Task to complete
Reproduce the lines from the one containing "Accessibility service: describe the position of iron" to the one containing "644,0,782,95", swapping "iron window bar" for "metal window grille" and leaving everything else untouched.

══════════

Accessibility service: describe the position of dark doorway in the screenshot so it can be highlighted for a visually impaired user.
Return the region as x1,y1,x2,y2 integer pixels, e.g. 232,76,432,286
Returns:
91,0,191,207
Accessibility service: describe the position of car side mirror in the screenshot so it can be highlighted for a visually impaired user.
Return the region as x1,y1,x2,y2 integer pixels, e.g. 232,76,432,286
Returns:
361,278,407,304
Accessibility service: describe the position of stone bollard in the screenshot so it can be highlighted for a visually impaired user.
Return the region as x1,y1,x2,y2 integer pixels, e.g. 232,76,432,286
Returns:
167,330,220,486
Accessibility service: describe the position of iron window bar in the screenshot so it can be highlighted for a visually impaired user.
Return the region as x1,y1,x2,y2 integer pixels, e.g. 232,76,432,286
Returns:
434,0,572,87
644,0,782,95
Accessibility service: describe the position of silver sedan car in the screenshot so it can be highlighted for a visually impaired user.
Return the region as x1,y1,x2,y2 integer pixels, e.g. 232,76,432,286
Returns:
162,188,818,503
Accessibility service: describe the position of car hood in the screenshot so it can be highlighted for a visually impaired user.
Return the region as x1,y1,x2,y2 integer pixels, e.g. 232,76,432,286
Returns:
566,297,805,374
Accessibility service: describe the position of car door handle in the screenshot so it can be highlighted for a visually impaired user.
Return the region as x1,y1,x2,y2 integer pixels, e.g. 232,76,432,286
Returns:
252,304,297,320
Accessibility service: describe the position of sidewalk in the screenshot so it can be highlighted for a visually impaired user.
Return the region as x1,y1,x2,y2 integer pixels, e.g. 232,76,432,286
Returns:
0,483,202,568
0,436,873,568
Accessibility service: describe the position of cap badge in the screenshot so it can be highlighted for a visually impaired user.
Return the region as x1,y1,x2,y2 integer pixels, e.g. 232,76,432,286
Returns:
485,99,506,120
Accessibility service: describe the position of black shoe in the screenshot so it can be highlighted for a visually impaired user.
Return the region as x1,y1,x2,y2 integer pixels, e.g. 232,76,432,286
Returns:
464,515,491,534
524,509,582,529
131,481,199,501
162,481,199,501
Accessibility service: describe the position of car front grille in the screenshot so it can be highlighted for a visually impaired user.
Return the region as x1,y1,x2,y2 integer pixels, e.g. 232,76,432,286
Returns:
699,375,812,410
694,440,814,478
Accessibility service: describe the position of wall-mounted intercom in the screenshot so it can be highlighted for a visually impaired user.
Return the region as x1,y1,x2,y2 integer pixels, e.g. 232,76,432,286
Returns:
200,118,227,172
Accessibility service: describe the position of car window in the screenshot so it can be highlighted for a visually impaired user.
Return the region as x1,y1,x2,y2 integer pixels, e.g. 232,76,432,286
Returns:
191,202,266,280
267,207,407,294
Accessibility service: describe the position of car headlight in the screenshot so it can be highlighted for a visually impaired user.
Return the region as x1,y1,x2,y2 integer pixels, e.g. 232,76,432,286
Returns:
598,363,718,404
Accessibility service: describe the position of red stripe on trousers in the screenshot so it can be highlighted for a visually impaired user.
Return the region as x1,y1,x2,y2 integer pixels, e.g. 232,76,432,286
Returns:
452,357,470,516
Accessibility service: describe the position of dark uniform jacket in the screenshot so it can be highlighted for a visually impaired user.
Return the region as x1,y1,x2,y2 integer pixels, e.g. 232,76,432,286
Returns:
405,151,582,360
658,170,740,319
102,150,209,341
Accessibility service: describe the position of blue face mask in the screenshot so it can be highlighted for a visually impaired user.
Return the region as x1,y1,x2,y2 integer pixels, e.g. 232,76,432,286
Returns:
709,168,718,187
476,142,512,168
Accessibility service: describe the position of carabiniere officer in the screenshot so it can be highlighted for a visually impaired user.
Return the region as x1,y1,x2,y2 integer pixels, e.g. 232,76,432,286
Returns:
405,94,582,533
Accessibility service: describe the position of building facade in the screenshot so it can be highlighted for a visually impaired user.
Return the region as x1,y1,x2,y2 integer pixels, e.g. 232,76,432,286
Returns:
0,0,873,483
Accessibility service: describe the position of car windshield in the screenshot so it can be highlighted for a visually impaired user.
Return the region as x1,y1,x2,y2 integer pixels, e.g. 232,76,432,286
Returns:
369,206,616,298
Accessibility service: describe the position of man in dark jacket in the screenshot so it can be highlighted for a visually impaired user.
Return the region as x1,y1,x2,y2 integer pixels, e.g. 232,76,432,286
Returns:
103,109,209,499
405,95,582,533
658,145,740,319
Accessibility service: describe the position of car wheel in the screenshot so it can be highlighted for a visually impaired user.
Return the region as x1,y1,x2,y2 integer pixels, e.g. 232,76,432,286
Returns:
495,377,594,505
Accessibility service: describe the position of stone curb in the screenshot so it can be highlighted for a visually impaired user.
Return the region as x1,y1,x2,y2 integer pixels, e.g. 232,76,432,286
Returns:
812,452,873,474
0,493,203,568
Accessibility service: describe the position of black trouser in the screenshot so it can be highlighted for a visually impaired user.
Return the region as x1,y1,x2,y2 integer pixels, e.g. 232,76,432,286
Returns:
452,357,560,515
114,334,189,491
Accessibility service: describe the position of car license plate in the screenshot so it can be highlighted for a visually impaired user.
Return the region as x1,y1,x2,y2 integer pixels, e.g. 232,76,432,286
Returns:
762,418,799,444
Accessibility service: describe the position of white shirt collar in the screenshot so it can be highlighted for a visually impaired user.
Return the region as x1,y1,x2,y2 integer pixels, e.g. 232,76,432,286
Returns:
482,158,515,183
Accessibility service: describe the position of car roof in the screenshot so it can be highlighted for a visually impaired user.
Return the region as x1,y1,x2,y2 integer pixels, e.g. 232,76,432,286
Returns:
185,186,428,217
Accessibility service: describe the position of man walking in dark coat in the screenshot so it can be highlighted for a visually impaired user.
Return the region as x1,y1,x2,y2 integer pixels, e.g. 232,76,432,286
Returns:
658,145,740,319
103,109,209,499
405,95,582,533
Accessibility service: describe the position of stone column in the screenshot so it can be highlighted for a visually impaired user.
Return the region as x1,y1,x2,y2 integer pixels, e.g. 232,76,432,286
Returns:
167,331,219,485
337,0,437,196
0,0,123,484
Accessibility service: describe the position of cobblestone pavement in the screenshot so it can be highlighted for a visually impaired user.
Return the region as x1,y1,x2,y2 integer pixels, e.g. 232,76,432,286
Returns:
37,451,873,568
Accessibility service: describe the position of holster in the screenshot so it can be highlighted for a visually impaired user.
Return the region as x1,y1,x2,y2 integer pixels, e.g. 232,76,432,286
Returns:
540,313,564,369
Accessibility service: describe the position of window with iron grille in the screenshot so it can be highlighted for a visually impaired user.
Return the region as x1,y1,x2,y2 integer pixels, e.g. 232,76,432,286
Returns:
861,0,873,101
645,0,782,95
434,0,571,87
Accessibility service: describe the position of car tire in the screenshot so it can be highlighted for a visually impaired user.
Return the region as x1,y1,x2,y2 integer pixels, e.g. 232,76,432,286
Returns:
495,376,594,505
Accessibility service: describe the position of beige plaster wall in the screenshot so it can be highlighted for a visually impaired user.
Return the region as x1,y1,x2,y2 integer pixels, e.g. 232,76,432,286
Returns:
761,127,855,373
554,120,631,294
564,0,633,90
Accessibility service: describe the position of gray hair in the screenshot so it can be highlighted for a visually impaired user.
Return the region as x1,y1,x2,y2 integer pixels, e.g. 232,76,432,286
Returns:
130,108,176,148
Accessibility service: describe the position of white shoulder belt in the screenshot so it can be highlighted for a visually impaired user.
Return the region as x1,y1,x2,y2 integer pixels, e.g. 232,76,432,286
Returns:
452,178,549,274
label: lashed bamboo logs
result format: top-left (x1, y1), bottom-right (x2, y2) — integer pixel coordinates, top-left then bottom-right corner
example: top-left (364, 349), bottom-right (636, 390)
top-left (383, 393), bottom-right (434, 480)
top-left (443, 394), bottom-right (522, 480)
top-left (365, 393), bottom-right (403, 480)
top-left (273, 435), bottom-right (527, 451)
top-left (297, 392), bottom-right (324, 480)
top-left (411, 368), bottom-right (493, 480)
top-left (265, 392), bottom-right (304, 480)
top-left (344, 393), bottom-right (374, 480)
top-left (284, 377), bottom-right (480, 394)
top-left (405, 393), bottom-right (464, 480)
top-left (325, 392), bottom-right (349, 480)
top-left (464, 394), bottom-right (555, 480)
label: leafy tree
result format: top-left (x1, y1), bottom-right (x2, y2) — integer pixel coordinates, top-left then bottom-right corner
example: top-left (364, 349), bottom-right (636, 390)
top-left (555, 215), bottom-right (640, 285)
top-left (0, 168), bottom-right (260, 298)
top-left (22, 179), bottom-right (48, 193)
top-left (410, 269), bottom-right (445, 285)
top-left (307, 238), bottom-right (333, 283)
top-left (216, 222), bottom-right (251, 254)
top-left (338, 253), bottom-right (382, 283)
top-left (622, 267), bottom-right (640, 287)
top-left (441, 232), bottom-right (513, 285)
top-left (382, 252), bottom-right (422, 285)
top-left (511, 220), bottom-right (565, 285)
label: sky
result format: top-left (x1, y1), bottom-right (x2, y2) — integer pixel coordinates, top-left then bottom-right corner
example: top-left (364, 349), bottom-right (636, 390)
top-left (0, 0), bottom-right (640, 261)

══════════

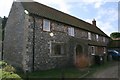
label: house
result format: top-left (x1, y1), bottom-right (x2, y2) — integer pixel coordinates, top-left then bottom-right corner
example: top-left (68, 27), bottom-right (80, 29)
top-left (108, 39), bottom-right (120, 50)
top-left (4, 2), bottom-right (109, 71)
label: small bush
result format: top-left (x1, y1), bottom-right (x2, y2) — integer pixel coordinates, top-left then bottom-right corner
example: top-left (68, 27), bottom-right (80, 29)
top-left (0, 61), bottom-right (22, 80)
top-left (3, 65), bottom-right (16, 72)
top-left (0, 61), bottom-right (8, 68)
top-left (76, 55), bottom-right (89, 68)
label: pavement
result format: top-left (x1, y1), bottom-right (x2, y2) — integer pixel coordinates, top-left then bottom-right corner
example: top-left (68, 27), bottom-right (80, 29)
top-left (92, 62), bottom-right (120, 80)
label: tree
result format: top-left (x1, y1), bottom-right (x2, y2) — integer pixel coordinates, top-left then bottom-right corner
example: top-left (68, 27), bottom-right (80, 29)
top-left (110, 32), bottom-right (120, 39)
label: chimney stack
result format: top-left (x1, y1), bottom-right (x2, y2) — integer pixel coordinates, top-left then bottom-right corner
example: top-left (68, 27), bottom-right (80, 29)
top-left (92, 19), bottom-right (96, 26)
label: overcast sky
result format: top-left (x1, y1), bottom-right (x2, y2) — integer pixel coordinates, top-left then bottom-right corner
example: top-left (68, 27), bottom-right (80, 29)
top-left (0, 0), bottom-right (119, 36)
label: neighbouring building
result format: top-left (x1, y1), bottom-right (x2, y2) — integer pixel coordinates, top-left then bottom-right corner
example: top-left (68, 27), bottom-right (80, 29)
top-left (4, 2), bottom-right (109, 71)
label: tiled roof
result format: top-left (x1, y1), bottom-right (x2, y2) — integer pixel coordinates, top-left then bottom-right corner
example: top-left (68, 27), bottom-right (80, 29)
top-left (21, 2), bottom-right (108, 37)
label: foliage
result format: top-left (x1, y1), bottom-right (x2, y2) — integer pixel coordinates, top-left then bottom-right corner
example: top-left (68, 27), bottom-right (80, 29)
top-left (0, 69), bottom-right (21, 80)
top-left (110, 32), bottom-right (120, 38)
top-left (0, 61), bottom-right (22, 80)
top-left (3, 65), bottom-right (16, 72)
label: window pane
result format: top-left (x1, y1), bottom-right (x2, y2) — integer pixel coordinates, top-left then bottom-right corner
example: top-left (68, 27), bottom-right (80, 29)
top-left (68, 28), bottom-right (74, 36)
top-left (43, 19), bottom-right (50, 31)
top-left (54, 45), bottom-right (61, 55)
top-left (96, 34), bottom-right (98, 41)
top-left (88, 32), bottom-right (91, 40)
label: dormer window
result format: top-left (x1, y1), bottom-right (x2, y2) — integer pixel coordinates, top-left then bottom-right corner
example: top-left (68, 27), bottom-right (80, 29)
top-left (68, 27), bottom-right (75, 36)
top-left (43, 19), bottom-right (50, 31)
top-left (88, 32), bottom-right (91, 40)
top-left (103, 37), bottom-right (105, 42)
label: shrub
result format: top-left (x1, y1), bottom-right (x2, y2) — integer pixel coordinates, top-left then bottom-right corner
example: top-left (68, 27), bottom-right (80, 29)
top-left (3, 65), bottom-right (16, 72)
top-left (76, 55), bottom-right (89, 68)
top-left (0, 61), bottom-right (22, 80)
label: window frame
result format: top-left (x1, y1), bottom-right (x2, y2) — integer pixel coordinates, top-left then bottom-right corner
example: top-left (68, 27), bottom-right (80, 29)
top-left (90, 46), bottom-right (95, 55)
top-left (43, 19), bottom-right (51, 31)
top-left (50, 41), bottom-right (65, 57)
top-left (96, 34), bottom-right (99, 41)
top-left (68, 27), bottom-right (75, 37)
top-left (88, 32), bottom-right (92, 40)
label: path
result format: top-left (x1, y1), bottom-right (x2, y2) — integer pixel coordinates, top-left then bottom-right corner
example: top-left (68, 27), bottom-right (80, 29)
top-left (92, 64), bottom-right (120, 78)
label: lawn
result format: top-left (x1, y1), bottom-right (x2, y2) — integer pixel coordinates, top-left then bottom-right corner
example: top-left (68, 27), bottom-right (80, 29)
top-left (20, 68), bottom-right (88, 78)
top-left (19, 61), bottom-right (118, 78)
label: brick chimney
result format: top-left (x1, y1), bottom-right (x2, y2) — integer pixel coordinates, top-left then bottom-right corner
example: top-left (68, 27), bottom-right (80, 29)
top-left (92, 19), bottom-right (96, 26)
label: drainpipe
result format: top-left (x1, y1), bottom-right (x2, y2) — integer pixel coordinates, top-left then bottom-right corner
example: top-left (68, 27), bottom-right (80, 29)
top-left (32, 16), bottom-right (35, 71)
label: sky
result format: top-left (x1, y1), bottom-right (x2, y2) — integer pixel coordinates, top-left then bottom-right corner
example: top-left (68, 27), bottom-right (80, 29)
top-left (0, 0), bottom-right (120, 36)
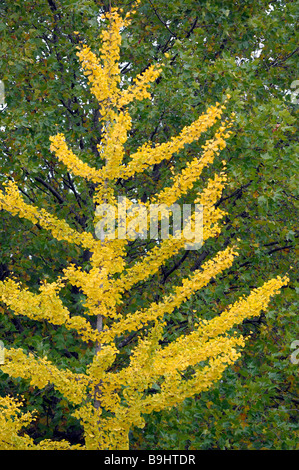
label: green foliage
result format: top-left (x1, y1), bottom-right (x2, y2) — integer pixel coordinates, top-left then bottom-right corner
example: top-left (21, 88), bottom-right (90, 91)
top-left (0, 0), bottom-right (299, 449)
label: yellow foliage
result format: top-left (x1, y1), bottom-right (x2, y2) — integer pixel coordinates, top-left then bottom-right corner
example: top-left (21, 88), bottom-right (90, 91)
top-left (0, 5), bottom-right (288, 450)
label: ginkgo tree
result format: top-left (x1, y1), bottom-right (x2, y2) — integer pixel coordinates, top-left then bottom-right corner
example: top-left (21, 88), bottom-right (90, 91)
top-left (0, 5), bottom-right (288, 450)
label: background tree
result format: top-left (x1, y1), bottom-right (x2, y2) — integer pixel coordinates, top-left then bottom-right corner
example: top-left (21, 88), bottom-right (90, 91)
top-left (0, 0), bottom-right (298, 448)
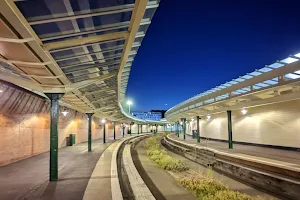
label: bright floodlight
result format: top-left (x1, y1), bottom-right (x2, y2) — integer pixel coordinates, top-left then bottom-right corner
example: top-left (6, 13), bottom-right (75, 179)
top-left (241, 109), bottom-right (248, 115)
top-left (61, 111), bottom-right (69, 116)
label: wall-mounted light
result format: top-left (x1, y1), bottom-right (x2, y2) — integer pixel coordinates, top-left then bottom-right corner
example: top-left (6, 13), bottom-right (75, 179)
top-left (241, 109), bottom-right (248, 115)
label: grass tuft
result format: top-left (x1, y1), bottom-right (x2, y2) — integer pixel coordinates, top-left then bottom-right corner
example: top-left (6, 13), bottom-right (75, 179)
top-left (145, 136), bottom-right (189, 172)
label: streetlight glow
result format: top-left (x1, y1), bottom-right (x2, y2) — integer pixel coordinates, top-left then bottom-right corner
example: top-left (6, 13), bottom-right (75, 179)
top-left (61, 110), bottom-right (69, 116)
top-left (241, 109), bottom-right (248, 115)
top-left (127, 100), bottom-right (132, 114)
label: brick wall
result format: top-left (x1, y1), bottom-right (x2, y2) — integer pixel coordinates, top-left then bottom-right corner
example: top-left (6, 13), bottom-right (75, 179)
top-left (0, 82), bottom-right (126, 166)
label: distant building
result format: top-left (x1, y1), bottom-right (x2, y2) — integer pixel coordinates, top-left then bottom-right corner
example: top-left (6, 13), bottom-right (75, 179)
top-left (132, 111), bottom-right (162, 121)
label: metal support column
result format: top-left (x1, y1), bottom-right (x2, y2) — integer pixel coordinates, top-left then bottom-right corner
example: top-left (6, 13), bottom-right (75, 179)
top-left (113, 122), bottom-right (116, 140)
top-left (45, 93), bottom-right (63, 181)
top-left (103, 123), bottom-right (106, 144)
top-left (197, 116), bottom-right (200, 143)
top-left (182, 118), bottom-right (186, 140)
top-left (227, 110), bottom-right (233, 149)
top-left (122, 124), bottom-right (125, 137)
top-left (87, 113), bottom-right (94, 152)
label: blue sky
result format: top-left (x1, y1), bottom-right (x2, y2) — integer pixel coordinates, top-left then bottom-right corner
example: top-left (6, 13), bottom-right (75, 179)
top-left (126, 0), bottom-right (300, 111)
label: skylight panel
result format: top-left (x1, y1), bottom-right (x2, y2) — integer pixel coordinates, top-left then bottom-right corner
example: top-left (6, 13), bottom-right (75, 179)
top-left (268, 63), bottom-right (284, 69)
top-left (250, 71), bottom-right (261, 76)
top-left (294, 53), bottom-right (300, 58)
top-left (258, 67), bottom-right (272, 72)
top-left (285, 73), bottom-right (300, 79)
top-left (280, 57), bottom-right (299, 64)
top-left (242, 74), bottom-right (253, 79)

══════════

Task response
Accessibility service: describe the position of metal window grille in the screenshot so it can be highlighted for a visually impaired user.
Return the region as x1,y1,x2,y2 integer pixels, e.g. 232,76,432,286
Returns:
434,0,572,87
644,0,782,95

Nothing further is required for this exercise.